WORK TO COMPLETE: Return each line of the records below with no changes at all.

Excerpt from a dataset
::::
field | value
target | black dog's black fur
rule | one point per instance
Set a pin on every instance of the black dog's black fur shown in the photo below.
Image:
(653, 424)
::::
CORRECT ANSWER:
field | value
target | black dog's black fur
rule | one point per instance
Set a pin on every instance of the black dog's black fur shown in the photo below.
Image:
(653, 424)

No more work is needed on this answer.